>> Begin

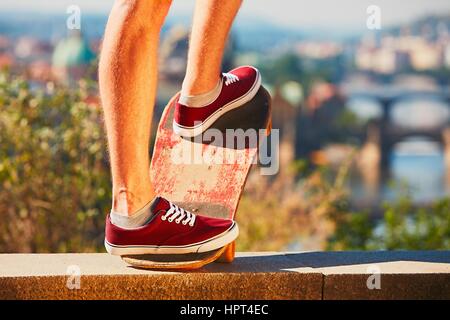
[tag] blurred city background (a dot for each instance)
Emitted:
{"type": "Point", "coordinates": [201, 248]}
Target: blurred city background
{"type": "Point", "coordinates": [364, 119]}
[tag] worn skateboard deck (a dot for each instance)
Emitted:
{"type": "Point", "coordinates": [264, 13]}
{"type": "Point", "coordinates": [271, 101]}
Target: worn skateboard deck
{"type": "Point", "coordinates": [206, 174]}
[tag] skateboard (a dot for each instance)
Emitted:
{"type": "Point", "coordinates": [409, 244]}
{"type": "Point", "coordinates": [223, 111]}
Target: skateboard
{"type": "Point", "coordinates": [206, 174]}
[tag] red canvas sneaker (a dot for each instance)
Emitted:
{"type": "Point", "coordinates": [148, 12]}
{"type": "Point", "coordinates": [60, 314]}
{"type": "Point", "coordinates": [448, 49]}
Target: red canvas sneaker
{"type": "Point", "coordinates": [172, 230]}
{"type": "Point", "coordinates": [239, 86]}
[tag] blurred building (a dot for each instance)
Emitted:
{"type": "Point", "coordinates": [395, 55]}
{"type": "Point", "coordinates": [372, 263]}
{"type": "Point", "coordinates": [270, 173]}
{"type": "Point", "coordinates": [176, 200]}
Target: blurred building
{"type": "Point", "coordinates": [72, 58]}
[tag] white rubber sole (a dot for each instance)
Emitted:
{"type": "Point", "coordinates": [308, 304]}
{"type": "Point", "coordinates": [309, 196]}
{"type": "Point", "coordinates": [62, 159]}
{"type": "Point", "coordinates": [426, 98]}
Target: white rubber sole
{"type": "Point", "coordinates": [190, 132]}
{"type": "Point", "coordinates": [212, 244]}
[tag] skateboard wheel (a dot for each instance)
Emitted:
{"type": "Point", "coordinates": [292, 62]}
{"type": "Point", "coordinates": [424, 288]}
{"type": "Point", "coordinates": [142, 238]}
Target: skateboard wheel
{"type": "Point", "coordinates": [228, 255]}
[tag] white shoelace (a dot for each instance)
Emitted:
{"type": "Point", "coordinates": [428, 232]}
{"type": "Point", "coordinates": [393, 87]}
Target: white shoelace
{"type": "Point", "coordinates": [230, 78]}
{"type": "Point", "coordinates": [179, 213]}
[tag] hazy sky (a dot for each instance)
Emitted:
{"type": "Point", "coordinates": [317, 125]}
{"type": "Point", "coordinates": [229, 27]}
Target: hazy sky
{"type": "Point", "coordinates": [294, 13]}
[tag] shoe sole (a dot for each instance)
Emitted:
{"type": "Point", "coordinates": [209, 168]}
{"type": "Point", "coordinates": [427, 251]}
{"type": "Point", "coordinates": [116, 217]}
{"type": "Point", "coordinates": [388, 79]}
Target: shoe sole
{"type": "Point", "coordinates": [211, 244]}
{"type": "Point", "coordinates": [190, 132]}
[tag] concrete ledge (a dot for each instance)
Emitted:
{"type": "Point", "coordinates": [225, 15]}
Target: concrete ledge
{"type": "Point", "coordinates": [268, 275]}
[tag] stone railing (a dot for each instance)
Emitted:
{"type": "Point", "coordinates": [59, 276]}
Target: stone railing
{"type": "Point", "coordinates": [262, 275]}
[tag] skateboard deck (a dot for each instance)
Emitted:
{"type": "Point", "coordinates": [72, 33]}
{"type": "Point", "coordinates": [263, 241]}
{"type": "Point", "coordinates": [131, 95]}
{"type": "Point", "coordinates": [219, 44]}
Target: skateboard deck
{"type": "Point", "coordinates": [206, 174]}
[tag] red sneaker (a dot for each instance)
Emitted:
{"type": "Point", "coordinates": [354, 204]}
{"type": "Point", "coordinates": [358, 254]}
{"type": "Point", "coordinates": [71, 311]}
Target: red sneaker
{"type": "Point", "coordinates": [239, 86]}
{"type": "Point", "coordinates": [172, 230]}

>> End

» AIM
Rewrite the whole listing above, substituting "Predicted" for every "Emitted" and keeping everything else the same. Leave the pictures out.

» SOLUTION FOR THIS EXERCISE
[tag] blurred city background (a dot for each instance)
Predicted:
{"type": "Point", "coordinates": [201, 248]}
Target: blurred city background
{"type": "Point", "coordinates": [364, 119]}
[tag] worn skateboard deck (a dot for each instance)
Predicted:
{"type": "Point", "coordinates": [264, 13]}
{"type": "Point", "coordinates": [271, 101]}
Target: worn skateboard deck
{"type": "Point", "coordinates": [206, 174]}
[tag] skateboard (a dot for each instance)
Predicted:
{"type": "Point", "coordinates": [409, 244]}
{"type": "Point", "coordinates": [223, 111]}
Target: skateboard
{"type": "Point", "coordinates": [206, 174]}
[tag] red canvas sneaker (a dot for each instance)
Predicted:
{"type": "Point", "coordinates": [148, 12]}
{"type": "Point", "coordinates": [60, 314]}
{"type": "Point", "coordinates": [448, 49]}
Target: red canvas sneaker
{"type": "Point", "coordinates": [172, 230]}
{"type": "Point", "coordinates": [239, 86]}
[tag] blurred building (a dot for each instance)
Predicted:
{"type": "Point", "coordinates": [395, 55]}
{"type": "Point", "coordinates": [372, 263]}
{"type": "Point", "coordinates": [270, 173]}
{"type": "Point", "coordinates": [176, 200]}
Target: blurred building
{"type": "Point", "coordinates": [72, 58]}
[tag] white rubber sole (a dot for each instance)
Predicted:
{"type": "Point", "coordinates": [308, 304]}
{"type": "Point", "coordinates": [309, 196]}
{"type": "Point", "coordinates": [62, 159]}
{"type": "Point", "coordinates": [426, 98]}
Target: white rubber sole
{"type": "Point", "coordinates": [190, 132]}
{"type": "Point", "coordinates": [212, 244]}
[tag] skateboard wheel (a dot for each instance)
Predicted:
{"type": "Point", "coordinates": [292, 62]}
{"type": "Point", "coordinates": [424, 288]}
{"type": "Point", "coordinates": [142, 238]}
Target: skateboard wheel
{"type": "Point", "coordinates": [228, 255]}
[tag] white shoelace (a dot for each instance)
Predicted:
{"type": "Point", "coordinates": [428, 232]}
{"type": "Point", "coordinates": [393, 87]}
Target: white shoelace
{"type": "Point", "coordinates": [230, 78]}
{"type": "Point", "coordinates": [179, 213]}
[tag] hazy sky (a dot for each instance)
Predicted:
{"type": "Point", "coordinates": [317, 125]}
{"type": "Point", "coordinates": [229, 27]}
Target: hazy sky
{"type": "Point", "coordinates": [294, 13]}
[tag] shoe sole (a dot for each instance)
Predicted:
{"type": "Point", "coordinates": [209, 168]}
{"type": "Point", "coordinates": [427, 251]}
{"type": "Point", "coordinates": [116, 217]}
{"type": "Point", "coordinates": [388, 79]}
Target: shoe sole
{"type": "Point", "coordinates": [211, 244]}
{"type": "Point", "coordinates": [190, 132]}
[tag] concrete ledge (a dot for each instance)
Predicted:
{"type": "Point", "coordinates": [225, 15]}
Target: concrete ledge
{"type": "Point", "coordinates": [268, 275]}
[tag] stone railing (a dot for each instance)
Predicted:
{"type": "Point", "coordinates": [59, 276]}
Target: stone railing
{"type": "Point", "coordinates": [262, 275]}
[tag] skateboard deck (a dot for each instance)
Predicted:
{"type": "Point", "coordinates": [72, 33]}
{"type": "Point", "coordinates": [263, 241]}
{"type": "Point", "coordinates": [131, 95]}
{"type": "Point", "coordinates": [219, 44]}
Target: skateboard deck
{"type": "Point", "coordinates": [206, 174]}
[tag] red sneaker (a dot for each instance)
Predicted:
{"type": "Point", "coordinates": [354, 204]}
{"type": "Point", "coordinates": [358, 254]}
{"type": "Point", "coordinates": [71, 311]}
Target: red sneaker
{"type": "Point", "coordinates": [239, 86]}
{"type": "Point", "coordinates": [172, 230]}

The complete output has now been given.